DATA PROVIDED →
▬▬▬▬▬▬

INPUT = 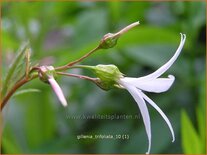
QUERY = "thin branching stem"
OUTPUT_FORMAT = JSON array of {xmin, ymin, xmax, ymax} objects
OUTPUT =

▬▬▬▬▬▬

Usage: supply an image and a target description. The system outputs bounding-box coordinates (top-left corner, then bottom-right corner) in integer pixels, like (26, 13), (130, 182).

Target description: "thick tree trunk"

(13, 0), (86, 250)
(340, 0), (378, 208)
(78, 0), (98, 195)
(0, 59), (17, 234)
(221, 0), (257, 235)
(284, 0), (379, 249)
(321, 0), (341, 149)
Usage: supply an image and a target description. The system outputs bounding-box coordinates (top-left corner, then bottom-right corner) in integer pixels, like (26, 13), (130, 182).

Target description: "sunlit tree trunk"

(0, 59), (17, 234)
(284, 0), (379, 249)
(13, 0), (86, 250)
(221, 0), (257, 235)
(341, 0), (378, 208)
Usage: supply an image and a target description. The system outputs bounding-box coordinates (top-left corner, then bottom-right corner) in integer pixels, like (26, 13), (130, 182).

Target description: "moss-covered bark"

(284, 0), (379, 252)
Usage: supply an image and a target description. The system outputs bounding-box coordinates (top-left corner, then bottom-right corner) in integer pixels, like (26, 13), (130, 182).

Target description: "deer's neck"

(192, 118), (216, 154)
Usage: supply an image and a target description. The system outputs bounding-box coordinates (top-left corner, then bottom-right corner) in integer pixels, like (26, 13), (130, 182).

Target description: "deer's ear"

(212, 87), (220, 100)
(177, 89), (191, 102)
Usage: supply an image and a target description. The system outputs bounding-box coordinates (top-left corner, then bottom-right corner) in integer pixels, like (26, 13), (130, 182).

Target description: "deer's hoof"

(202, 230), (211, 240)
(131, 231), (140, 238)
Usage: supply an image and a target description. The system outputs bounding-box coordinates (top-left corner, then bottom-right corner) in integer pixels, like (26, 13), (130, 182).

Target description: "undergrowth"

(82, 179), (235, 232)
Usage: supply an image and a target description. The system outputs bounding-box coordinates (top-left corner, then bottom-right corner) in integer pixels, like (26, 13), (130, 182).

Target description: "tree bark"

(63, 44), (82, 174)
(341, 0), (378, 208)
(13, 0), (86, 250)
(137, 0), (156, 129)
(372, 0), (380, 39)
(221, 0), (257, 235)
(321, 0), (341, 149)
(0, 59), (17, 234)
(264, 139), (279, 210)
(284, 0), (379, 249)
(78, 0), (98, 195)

▬▬▬▬▬▬

REQUIREMENT →
Pull out each line from the rows above that contains the string "tree". Case matters, so include only lines that match it letter for letter.

TASK SOLUTION →
Target description: "thick tree trunk"
Target description: "sunlit tree trunk"
Target description: "tree bark"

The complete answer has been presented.